• ACTIVITY: Search the records for the string "tank" and copy every line in which it appears.

• DATA TO USE:
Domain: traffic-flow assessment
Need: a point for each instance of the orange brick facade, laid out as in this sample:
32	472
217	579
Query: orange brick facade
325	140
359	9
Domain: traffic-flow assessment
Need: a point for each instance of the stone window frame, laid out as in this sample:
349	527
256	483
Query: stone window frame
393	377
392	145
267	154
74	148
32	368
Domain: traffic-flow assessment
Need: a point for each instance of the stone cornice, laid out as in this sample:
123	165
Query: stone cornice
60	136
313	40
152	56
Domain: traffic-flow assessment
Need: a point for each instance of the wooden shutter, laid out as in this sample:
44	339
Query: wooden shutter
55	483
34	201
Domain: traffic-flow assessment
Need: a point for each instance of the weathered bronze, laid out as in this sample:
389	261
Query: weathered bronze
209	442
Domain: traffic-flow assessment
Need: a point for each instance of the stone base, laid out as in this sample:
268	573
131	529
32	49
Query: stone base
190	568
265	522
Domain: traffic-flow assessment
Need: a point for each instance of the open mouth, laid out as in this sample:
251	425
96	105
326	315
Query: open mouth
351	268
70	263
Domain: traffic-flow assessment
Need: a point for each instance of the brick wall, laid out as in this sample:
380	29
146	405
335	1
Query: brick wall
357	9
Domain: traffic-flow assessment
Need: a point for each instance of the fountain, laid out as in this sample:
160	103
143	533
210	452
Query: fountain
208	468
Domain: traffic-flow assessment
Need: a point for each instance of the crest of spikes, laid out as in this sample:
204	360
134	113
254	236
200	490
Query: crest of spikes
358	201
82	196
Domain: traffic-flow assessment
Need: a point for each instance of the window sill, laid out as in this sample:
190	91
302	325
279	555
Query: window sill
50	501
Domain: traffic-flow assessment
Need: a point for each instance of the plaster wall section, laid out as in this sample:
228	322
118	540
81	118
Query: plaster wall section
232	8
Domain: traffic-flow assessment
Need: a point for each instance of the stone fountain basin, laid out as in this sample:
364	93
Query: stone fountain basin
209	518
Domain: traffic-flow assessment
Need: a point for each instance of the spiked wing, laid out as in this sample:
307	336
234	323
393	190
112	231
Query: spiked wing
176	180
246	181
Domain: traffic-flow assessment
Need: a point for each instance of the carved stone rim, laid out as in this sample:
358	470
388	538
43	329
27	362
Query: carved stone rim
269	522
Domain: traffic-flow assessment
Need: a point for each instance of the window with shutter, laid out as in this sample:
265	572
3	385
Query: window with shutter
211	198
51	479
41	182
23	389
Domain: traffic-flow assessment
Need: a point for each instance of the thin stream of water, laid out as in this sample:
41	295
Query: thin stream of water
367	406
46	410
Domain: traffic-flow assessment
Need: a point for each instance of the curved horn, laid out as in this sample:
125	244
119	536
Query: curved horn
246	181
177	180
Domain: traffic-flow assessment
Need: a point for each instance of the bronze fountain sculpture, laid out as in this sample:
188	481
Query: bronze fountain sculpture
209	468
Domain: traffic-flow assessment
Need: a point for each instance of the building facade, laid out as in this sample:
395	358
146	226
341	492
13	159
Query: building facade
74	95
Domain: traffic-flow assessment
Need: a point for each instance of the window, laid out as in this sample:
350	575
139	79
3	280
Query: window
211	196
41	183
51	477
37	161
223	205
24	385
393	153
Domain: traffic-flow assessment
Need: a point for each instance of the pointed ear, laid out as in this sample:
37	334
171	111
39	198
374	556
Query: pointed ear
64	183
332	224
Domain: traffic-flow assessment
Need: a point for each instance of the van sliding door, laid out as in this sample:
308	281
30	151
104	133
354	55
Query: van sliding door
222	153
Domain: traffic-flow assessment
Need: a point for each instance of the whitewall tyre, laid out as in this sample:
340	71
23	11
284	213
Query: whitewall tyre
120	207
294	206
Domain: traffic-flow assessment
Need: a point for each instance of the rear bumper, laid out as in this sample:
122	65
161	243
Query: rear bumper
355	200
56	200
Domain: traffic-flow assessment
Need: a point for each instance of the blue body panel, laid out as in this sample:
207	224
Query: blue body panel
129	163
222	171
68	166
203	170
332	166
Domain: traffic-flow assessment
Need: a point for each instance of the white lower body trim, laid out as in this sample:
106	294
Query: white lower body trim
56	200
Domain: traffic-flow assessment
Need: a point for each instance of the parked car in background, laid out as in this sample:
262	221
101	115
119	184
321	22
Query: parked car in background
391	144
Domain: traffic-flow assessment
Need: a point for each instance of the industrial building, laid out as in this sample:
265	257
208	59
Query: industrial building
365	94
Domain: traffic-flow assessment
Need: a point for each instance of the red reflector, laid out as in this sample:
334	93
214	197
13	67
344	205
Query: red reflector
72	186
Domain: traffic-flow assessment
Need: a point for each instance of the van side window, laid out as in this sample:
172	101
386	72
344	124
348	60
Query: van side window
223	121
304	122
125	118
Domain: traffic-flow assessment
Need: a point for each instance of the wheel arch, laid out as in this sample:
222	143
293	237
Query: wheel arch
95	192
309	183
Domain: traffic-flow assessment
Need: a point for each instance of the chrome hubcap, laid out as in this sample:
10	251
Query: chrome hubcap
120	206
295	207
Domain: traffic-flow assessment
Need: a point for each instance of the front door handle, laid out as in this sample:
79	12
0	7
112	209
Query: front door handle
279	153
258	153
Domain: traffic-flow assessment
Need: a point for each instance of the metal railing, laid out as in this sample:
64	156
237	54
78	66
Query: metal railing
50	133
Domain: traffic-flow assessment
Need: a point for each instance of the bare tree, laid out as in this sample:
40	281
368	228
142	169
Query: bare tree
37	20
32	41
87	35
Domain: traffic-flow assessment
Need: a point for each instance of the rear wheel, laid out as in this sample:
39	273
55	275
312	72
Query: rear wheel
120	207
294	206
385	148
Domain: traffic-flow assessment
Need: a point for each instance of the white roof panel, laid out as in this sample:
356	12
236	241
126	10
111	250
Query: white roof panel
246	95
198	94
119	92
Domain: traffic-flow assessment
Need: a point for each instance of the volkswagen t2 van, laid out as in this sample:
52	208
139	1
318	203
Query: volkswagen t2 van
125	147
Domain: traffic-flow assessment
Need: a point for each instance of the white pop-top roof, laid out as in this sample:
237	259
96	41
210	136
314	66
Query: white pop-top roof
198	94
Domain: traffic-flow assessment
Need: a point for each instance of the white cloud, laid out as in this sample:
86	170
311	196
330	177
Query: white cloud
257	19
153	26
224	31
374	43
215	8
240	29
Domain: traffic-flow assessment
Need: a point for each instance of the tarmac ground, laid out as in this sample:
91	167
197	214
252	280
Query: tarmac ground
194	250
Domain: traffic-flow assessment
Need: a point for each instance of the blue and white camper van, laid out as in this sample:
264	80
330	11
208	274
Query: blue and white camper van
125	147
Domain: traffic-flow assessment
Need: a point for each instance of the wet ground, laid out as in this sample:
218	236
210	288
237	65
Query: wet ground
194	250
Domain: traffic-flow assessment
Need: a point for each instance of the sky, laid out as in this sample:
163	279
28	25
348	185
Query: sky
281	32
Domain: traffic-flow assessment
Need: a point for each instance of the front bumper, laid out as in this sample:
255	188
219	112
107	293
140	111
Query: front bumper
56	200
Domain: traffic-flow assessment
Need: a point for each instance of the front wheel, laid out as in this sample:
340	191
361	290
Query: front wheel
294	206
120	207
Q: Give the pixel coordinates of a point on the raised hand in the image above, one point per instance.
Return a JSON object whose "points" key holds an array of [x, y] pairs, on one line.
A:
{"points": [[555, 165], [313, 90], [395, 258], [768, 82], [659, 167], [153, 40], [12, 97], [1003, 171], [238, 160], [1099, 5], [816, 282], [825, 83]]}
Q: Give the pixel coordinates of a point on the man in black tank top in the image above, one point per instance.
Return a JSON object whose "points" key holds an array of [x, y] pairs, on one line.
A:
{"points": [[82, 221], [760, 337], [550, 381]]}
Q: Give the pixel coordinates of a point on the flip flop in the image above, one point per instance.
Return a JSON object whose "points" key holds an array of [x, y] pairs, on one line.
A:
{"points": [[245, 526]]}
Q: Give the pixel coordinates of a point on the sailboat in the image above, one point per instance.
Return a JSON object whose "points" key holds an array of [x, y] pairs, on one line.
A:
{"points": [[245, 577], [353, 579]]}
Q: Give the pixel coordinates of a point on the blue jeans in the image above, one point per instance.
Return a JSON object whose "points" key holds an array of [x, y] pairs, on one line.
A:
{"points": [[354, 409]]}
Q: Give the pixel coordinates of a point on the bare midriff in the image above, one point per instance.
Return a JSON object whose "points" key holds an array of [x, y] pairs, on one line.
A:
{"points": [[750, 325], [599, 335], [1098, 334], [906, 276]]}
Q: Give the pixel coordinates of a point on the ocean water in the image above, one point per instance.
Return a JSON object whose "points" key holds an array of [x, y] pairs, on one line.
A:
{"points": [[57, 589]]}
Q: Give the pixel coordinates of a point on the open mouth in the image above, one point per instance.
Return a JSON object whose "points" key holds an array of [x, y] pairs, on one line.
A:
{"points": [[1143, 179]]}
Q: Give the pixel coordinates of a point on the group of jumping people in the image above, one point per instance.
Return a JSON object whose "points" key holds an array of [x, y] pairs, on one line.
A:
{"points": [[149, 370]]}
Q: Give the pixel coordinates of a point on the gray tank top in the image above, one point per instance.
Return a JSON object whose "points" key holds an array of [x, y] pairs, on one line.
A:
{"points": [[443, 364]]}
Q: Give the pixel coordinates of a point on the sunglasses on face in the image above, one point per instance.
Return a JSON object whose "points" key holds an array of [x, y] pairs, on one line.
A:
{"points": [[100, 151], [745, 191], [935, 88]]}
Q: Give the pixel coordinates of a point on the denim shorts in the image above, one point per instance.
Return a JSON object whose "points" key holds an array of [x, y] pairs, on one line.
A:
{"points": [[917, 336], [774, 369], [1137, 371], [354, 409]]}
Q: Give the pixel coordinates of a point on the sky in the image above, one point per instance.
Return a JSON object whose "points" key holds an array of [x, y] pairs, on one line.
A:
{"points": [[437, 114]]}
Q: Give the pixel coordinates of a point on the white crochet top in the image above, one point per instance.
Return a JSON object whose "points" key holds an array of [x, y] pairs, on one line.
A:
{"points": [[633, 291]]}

• ANSWER BELOW:
Q: Give the pixel coordinates of a point on the man in black tank top in the image above, one point per instance.
Q: Give the pixel coordinates of a point on the gray tank top in the image above, one point per instance.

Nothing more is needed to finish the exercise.